WRITTEN INSTRUCTION –
Pull out every line of the items below that contains the string "multi", copying each one in full.

■ ■ ■

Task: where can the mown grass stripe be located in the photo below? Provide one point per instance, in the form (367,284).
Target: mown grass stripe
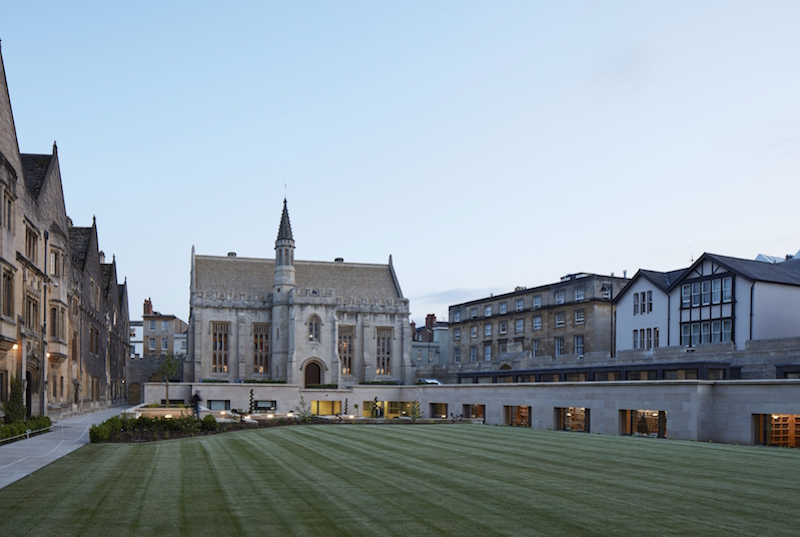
(431,480)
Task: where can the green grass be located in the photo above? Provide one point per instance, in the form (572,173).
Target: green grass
(410,481)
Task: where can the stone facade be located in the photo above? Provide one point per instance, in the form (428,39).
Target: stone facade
(63,315)
(302,322)
(570,318)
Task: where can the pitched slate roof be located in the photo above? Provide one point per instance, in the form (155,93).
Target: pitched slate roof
(255,276)
(662,279)
(757,270)
(34,170)
(79,239)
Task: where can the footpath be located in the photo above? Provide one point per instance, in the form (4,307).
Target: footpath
(22,458)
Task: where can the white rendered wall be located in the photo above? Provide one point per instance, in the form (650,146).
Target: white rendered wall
(627,322)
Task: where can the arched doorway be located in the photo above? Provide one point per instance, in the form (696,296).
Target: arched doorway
(28,392)
(134,394)
(313,374)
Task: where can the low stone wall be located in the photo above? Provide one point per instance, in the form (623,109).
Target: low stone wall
(719,411)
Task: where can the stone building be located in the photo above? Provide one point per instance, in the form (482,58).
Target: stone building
(162,335)
(300,322)
(63,315)
(541,325)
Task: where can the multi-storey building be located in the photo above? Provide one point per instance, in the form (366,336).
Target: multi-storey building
(539,325)
(303,322)
(431,344)
(63,316)
(723,317)
(161,335)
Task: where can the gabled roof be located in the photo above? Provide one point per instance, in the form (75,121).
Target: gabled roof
(255,277)
(662,280)
(750,269)
(34,171)
(79,239)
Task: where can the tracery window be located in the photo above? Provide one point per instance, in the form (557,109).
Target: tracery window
(346,334)
(384,352)
(313,329)
(260,348)
(219,355)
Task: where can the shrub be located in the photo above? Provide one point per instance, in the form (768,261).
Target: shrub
(209,423)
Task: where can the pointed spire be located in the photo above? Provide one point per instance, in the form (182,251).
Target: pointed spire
(285,231)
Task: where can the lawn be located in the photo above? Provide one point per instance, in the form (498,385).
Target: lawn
(410,481)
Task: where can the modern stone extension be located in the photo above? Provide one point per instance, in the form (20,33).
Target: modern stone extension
(730,411)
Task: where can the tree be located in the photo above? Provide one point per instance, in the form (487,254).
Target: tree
(14,408)
(168,369)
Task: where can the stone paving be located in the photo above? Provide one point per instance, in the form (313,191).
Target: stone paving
(24,457)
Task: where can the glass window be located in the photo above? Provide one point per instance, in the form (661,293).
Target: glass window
(716,291)
(706,292)
(580,293)
(726,330)
(695,334)
(560,349)
(727,289)
(695,294)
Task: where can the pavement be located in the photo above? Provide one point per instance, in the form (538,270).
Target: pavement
(24,457)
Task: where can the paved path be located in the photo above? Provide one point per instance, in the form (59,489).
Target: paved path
(23,457)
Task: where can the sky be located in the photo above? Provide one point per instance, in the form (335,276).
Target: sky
(483,145)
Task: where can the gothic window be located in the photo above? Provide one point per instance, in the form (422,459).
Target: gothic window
(32,313)
(313,329)
(346,349)
(384,351)
(219,354)
(31,239)
(8,293)
(260,348)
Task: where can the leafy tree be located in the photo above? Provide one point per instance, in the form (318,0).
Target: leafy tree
(14,408)
(168,369)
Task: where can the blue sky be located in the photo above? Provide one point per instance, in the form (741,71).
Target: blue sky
(484,145)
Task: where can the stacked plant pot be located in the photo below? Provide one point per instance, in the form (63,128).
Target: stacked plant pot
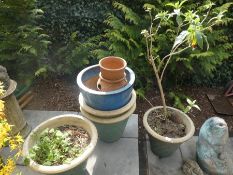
(107,97)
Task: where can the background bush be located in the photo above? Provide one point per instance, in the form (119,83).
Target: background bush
(22,43)
(79,36)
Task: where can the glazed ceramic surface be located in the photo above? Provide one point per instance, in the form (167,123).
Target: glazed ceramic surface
(76,165)
(105,101)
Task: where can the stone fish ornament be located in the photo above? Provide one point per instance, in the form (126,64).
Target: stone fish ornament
(211,153)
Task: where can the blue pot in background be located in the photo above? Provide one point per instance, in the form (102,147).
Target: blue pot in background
(105,101)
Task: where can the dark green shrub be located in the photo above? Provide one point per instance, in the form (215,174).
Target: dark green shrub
(74,56)
(63,17)
(122,38)
(22,43)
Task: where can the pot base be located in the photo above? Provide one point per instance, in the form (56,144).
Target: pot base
(162,149)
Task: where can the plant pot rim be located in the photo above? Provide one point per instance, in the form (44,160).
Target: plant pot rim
(82,86)
(167,139)
(109,120)
(107,114)
(112,70)
(75,162)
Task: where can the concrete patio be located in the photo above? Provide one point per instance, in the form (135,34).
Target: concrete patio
(121,157)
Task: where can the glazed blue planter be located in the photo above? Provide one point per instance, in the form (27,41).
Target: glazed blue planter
(105,101)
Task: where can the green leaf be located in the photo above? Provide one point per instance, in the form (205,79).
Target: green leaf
(180,38)
(199,39)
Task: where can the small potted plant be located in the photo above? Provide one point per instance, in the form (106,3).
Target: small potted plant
(61,145)
(168,127)
(8,164)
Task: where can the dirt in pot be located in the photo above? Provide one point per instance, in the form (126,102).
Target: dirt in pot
(57,146)
(170,126)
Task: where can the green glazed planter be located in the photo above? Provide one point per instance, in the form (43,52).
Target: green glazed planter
(110,129)
(165,146)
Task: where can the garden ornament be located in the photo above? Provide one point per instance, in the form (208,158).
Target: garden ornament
(4,78)
(211,152)
(191,167)
(12,110)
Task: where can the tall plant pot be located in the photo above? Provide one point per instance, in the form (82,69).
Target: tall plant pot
(110,129)
(77,165)
(164,146)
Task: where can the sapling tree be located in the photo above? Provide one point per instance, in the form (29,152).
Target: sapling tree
(190,29)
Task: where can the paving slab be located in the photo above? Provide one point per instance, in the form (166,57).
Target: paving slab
(118,158)
(164,166)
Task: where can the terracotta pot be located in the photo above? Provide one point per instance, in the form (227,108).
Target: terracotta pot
(110,85)
(112,68)
(105,101)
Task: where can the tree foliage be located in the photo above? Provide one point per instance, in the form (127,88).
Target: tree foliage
(22,41)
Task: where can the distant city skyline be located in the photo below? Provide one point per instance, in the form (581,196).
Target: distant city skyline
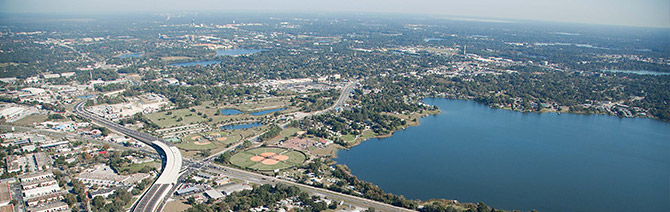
(652,13)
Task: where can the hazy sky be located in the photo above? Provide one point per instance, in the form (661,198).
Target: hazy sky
(616,12)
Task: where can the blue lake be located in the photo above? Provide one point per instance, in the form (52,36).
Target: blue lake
(202,63)
(241,126)
(228,112)
(236,52)
(260,113)
(512,160)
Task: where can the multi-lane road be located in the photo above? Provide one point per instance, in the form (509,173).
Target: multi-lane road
(263,179)
(172,162)
(162,188)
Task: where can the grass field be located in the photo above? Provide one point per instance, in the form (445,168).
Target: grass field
(29,120)
(163,120)
(135,167)
(242,159)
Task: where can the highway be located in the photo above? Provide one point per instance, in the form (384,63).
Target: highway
(154,197)
(262,179)
(344,96)
(172,162)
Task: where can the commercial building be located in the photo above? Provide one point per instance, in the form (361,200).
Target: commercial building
(51,207)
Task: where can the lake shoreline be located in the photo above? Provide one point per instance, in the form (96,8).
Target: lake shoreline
(459,111)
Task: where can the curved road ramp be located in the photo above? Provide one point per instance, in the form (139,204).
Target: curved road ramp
(171,158)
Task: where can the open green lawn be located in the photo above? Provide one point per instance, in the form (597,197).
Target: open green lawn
(193,146)
(295,158)
(348,138)
(135,167)
(166,119)
(29,120)
(260,150)
(242,159)
(368,134)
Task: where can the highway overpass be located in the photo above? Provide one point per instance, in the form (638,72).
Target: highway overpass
(171,161)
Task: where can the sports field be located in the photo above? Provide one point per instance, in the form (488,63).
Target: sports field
(268,158)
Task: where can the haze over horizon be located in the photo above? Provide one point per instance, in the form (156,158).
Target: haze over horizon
(648,13)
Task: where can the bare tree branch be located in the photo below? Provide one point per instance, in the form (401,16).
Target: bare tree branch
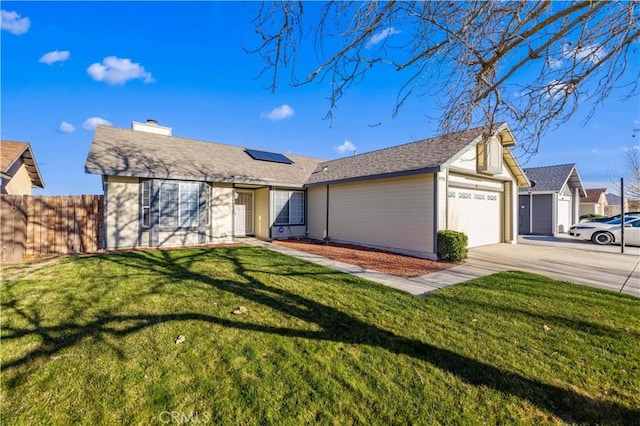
(529,63)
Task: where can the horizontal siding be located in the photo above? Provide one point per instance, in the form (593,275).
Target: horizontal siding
(122,210)
(394,213)
(479,182)
(317,211)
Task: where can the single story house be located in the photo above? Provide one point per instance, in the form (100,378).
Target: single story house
(614,204)
(594,201)
(551,205)
(18,169)
(162,190)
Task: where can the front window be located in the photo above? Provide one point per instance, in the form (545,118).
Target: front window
(179,204)
(289,207)
(146,204)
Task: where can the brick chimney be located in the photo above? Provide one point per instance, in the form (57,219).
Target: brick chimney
(151,126)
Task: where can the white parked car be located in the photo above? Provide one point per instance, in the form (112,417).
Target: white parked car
(608,232)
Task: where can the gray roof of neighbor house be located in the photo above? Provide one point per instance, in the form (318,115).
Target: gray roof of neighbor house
(553,178)
(592,195)
(124,152)
(10,152)
(424,156)
(613,199)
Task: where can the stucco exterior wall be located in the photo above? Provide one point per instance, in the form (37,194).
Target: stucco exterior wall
(394,213)
(317,211)
(122,212)
(20,183)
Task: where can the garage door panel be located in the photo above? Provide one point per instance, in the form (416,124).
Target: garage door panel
(477,213)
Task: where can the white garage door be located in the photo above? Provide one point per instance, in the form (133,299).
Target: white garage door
(477,213)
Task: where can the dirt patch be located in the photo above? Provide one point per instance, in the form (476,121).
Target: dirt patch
(377,260)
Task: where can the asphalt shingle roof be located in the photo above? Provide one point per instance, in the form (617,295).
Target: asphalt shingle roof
(549,178)
(423,155)
(593,195)
(11,151)
(123,152)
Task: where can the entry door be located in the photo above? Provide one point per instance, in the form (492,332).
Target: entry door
(244,214)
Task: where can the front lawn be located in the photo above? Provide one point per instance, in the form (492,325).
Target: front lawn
(93,341)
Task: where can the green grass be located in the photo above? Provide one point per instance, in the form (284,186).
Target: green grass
(91,341)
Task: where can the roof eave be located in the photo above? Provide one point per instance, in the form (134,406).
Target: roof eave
(432,169)
(212,178)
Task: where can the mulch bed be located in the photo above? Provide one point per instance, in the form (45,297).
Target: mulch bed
(377,260)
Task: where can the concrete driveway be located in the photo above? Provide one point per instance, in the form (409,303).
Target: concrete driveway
(568,241)
(611,271)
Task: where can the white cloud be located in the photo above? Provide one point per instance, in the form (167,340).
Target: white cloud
(556,89)
(381,36)
(93,122)
(65,127)
(54,56)
(14,23)
(590,52)
(116,70)
(346,147)
(279,113)
(554,63)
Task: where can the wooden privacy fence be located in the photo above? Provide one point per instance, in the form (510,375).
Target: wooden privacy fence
(43,225)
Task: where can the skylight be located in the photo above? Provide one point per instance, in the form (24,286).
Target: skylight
(272,157)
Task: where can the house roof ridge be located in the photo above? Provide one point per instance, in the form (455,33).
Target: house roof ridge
(194,140)
(408,143)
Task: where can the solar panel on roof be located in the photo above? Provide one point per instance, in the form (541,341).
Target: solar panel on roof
(273,157)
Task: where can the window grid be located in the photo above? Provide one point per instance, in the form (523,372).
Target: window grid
(146,204)
(179,204)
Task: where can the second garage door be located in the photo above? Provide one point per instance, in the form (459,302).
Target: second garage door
(477,213)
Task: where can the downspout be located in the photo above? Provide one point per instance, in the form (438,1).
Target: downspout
(554,214)
(530,213)
(436,213)
(327,217)
(233,211)
(270,213)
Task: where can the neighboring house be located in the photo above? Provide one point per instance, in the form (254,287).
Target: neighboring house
(19,170)
(162,190)
(594,202)
(551,205)
(614,202)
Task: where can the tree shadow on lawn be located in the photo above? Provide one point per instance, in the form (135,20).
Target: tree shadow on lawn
(336,325)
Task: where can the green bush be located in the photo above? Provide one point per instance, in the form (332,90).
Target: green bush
(452,245)
(590,216)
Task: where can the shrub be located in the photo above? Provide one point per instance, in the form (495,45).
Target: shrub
(452,245)
(589,216)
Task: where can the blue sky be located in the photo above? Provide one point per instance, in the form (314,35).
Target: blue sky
(69,65)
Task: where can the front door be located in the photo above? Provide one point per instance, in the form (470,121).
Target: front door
(243,217)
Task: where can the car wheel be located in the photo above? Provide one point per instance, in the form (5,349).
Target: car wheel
(602,238)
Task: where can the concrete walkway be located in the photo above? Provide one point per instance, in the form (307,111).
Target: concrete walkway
(604,270)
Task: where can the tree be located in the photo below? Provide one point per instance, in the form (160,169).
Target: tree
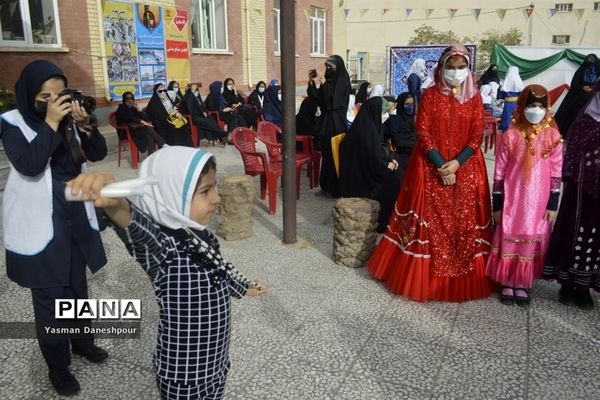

■ ■ ■

EXPECTED ANSWER –
Task: where can the multi-storey building be located in the photo above? Provide one point per instance, in the form (366,336).
Target: multi-storey building
Task: where can the multi-lane road be located in the photo above? Provide one point per instance, in the form (509,173).
Target: multi-lane road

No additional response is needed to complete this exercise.